Page »
#####

Python Machine Learning
This is a part of the series of blog posts related to automated creation of Machine Learning Models, and Datasets used for training Neural Networks. If you are interested in the background of the story, or how intro was, what was the Python code behind it, you may scroll to the bottom of the post to get the links to previous blog posts. You may also head to Use SERP Data to Build Machine Learning Models page to get a clear idea of what kind of automated Machine Learning Models you can create, or how to improve your Data Science project.
In previous weeks I have made a tutorial on how to automate the creation of Deep Learning algorithms for Machine Learning Models training with an automated API. This week I will give a step by step creation of Neural Networks in an easy to understand way with visualization.
Is Python Good for Machine Learning?
Python supports commonly used Machine Learning libraries like Keras, Pytorch, Tensorflow, Tensorflow 2, Scikit-Learn, and supporting Data-Science Python libraries Scipy, Numpy, Matplotlib, Pandas etc. From creation of Neural Networks, to visualization of Machine Learning process, Python for Machine Learning is one of the fundamentals for learners of Machine Learning with a variety of open source code, tutorials, and real-world applications.
On top of all of these Python is a great programming language for making a simple or big scale API. Variety of Python libraries also create a unique opportunity to meet different branches of computer science. A data scientist who is doing data analysis, a programmer who is doing python programming, learners who are starting from scratch can meet in the same project, and share variety of metrics and information without much hassle.

#####

Work to do »
A – Which supporting Data-Science Python libraries does the post name?
B – Repeat the part of the post starting with "In previous weeks" and going on through "way with visualization.".
The lines after the post come from a different source.

#####

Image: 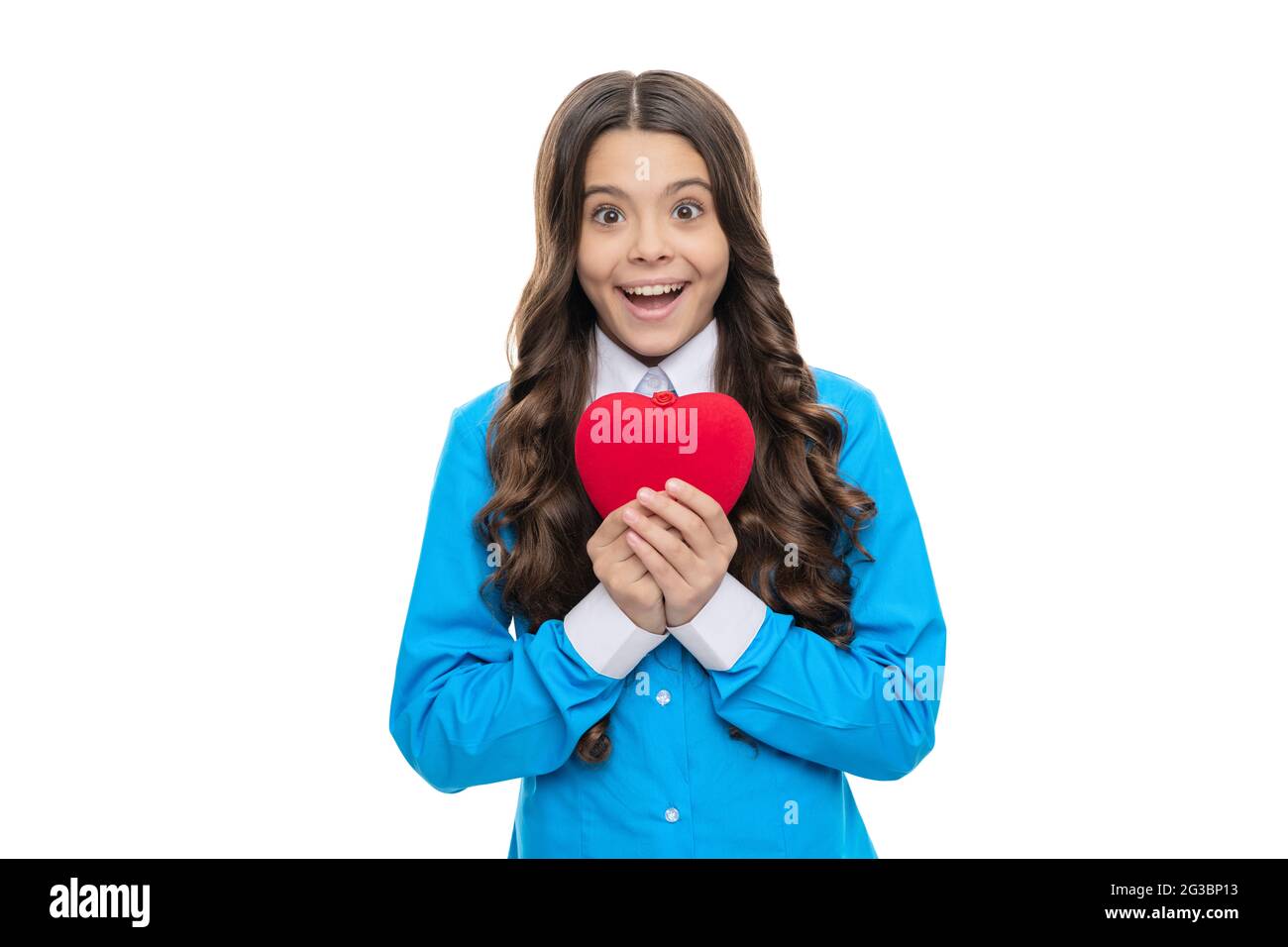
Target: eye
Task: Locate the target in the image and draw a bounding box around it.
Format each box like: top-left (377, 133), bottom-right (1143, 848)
top-left (671, 197), bottom-right (707, 220)
top-left (590, 204), bottom-right (622, 227)
top-left (590, 197), bottom-right (707, 227)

#####

Results of the tasks »
A – Scipy, Numpy, Matplotlib, and Pandas.

B –
In previous weeks I have made a tutorial on how to automate the creation of Deep Learning algorithms for Machine Learning Models training with an automated API. This week I will give a step by step creation of Neural Networks in an easy to understand way with visualization.